ZU ERLEDIGENDE AUFGABEN:
[1] Fasse die Rede über den Prozess der Witwe Herrmann in zwei Sätzen zusammen.
[2] Setze bitte die Rede über den Prozess der Witwe Herrmann an der Stelle fort, an der sie endet.

Meine Herren, es wäre mir ein dringendes Bedürfnis, mich näher mit dem Prozess der Witwe Herrmann, mit der Ermordung des Herrmann13 zu beschäftigen. Dass es bis zum heutigen Tage nicht gelungen ist, für diese unglückliche Frau die nötige Unterstützung zu erwirken, die ihr nach dem Gesetze zusteht, das ist in der Tat ein schlagender Beweis, wie verschieden gerade in derartigen Angelegenheiten, je nachdem sie das Ministerium des Innern und die Polizei interessieren, die Justiz bald rasch, bald langsam arbeitet.

(„Sehr richtig!" bei den Sozialdemokraten.)

Meine Herren, denken wir an die Schnellfeuerjustiz im Ruhrrevier und damit im Vergleich an den Verlauf des Prozesses der Witwe Herrmann.

(„Sehr richtig!")

EINTRÄGE DES DATENSATZES:
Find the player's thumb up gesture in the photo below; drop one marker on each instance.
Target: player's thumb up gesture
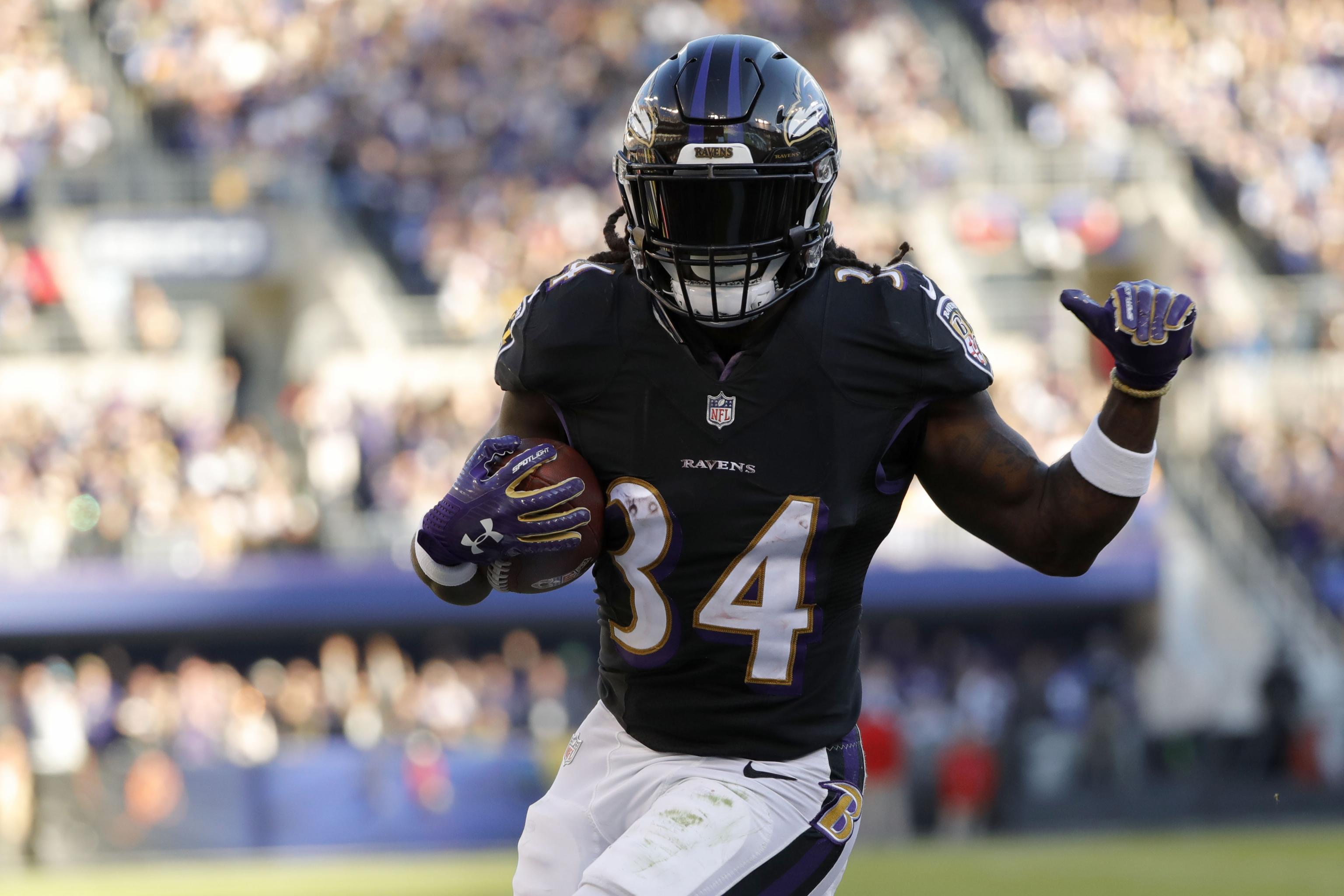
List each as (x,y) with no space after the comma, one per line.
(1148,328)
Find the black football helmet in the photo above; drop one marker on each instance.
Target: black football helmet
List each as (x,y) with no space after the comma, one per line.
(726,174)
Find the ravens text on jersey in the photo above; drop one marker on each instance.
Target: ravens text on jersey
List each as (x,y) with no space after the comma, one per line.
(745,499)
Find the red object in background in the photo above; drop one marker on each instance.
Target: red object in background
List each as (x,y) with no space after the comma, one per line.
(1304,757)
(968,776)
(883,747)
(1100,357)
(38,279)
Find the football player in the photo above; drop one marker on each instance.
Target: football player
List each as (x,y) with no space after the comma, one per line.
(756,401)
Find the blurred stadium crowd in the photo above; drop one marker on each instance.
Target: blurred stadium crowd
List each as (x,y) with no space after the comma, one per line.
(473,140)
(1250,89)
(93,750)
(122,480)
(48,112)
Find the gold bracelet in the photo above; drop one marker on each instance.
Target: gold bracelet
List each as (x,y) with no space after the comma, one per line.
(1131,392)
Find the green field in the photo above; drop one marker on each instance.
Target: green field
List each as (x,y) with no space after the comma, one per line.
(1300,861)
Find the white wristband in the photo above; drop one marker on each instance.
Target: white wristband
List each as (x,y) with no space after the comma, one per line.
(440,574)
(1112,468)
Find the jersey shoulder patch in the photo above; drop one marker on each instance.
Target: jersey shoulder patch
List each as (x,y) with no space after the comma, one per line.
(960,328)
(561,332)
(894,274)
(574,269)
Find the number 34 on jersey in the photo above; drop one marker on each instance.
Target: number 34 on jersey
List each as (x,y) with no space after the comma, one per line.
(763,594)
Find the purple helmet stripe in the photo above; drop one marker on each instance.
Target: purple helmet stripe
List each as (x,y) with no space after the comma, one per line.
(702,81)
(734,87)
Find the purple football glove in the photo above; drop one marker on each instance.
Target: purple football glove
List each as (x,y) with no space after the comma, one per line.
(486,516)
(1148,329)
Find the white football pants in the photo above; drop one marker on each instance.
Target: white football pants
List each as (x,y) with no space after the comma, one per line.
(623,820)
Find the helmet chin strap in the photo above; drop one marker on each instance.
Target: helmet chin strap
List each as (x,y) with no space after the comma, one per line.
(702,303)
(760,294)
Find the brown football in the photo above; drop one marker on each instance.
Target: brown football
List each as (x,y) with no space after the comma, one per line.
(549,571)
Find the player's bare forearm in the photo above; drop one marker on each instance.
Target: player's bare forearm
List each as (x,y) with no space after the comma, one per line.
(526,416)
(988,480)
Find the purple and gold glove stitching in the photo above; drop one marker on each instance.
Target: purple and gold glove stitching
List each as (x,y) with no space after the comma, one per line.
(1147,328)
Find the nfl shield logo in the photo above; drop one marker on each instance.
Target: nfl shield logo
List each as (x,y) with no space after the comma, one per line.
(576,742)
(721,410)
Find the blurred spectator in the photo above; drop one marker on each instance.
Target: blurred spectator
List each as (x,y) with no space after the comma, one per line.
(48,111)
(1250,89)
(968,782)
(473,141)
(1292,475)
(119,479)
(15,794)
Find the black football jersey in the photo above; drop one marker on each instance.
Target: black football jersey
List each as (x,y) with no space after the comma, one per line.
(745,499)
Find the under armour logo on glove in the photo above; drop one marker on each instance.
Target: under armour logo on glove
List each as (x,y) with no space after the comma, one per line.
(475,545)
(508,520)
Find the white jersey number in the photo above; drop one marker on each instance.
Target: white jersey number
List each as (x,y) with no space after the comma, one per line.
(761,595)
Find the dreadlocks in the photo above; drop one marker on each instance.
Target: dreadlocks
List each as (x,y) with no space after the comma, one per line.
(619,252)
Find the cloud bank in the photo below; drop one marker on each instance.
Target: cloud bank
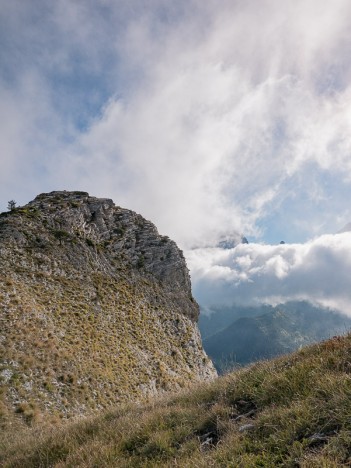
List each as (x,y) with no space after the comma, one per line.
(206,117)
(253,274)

ANTWORTEN JE AUFGABE:
[1] In der Rede wird der Wunsch geäußert, sich näher mit dem Prozess der Witwe Herrmann und der Ermordung Herrmanns zu befassen. Dass der Witwe die ihr gesetzlich zustehende Unterstützung bis heute nicht verschafft wurde, gilt dort als schlagender Beweis dafür, dass die Justiz je nach Interesse des Innenministeriums und der Polizei bald rasch, bald langsam arbeitet, wie der Vergleich mit der Schnellfeuerjustiz im Ruhrrevier zeigen soll.

[2]
Dass natürlich die Mörder des Herrmann noch nicht gefunden sind – worüber wir ja den Herrn Minister des Innern befragen dürfen, wie wir den Herrn Justizminister danach befragt haben –, das ist ja selbstverständlich. Nach den ausführlichen Erörterungen, die wir nach der Richtung im Reichstage vor wenigen Tagen gehabt haben, erübrigt es sich, hier nochmals darauf näher einzugehen.

Meine Herren, wir lesen in der Presse, dass vor wenigen Wochen, also im Februar, eine Zusammenkunft der Polizeipräsidenten Preußens im Charlottenburger Polizeipräsidium stattgefunden hat. Meine Herren, die Zusammenkunft der preußischen Polizeipräsidenten wird doch sicherlich wichtige Dinge zu erörtern gehabt haben; sollte uns nicht am Ende darüber auch eine kleine Mitteilung gemacht werden?

(Lachen rechts.)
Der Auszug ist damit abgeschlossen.